## Start MATERIAL SUPPLIED
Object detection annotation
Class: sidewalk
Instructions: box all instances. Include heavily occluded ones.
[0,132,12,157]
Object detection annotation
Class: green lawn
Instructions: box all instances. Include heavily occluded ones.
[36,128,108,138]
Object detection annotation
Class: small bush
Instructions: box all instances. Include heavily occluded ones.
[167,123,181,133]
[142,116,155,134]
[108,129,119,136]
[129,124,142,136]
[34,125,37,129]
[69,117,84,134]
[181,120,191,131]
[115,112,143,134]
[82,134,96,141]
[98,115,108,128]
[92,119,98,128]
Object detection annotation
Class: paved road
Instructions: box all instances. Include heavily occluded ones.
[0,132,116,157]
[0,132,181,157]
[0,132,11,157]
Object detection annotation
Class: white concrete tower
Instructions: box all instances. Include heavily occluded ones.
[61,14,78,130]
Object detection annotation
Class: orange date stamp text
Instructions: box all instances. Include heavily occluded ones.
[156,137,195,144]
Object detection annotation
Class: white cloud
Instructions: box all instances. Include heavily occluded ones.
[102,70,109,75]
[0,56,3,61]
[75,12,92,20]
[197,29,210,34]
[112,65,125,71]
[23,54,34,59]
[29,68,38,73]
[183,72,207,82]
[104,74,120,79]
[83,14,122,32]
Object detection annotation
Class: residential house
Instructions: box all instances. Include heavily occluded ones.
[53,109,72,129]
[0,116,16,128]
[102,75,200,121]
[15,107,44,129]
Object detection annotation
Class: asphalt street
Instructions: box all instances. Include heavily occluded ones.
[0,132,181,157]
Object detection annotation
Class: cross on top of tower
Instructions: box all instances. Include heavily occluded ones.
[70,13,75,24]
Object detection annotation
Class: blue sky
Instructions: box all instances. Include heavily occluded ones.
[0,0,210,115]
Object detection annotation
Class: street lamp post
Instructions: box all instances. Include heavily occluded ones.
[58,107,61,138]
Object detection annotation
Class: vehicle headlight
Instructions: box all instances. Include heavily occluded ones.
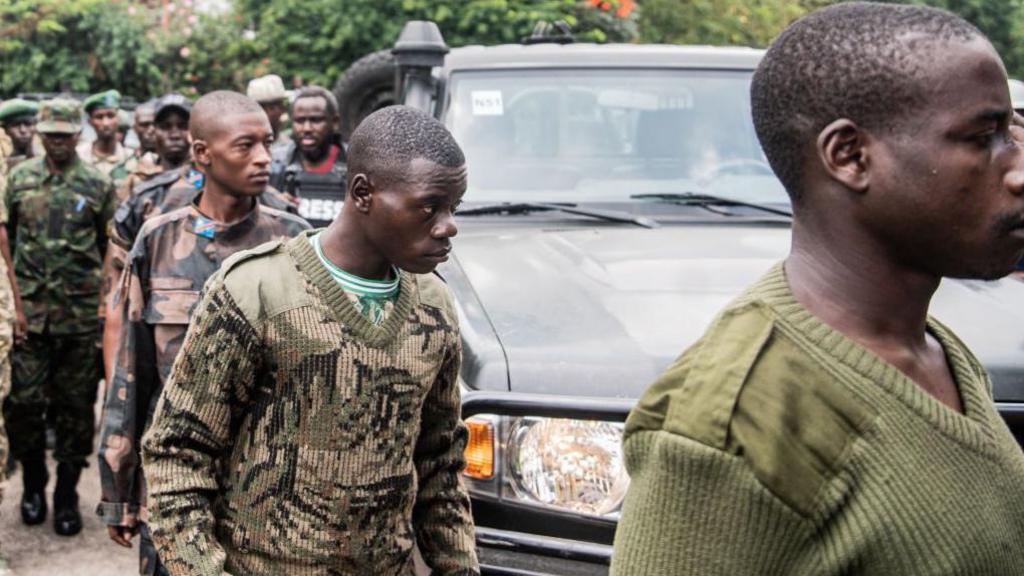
[506,418,630,515]
[466,415,630,516]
## End MATERIAL SUPPLIED
• _THE EXERCISE_: Rewrite every line of the data from the start up to and including the line with "[0,0,210,115]", and offset each bounding box coordinate by 93. Keep all other text the same.

• _EXERCISE SOLUTION_:
Object detection annotation
Class: sidewalk
Instructions: box all instances. Include heavily occluded ones.
[93,225,105,250]
Object detection annotation
Class: green lawn
Instructions: box all instances. Include heavily occluded ones.
[129,221,201,231]
Object detection annotation
Class: small bush
Instructions: box all instances. Include heavily occluded ones.
[260,216,274,226]
[235,209,248,227]
[201,222,212,229]
[222,217,235,229]
[127,218,130,222]
[162,210,177,227]
[274,213,284,224]
[208,205,236,227]
[175,227,189,234]
[191,208,201,221]
[185,212,191,221]
Object detection annotation
Class: paved road
Instructions: box all instances. Include heavily occluded ones.
[93,225,209,250]
[93,225,274,250]
[93,225,104,250]
Object detection annotation
Class: white concrete tower
Instructions: box all instances. Include heavily occluded ones.
[154,107,171,223]
Object detection annotation
Class: orange date stamp text
Instructions: box all instances. Include heavily occluded ones.
[249,230,288,237]
Object detection annotation
Class: white cloud
Instructions: box all instances. Include heavily occluded ones.
[195,163,202,168]
[93,149,96,154]
[168,105,185,113]
[290,122,303,127]
[205,158,218,164]
[116,147,127,152]
[122,161,131,166]
[276,165,300,175]
[197,167,213,172]
[176,107,215,125]
Object detection annotation
Class: residential house
Instructions: box all instances. Include heavily occluded ones.
[146,202,165,222]
[93,209,109,221]
[195,168,293,214]
[108,200,137,222]
Object detection annotation
Class: asphalt street
Instructions: box all instances. Include heavily occluded ones.
[93,225,274,250]
Object detection annotation
Class: cross on top of tower
Instructions: box all instances. Include heavily occluded ones.
[163,106,168,117]
Object detection annotation
Class: blue sky
Instructions: box all instances. Include heavily occluded ones.
[93,93,303,208]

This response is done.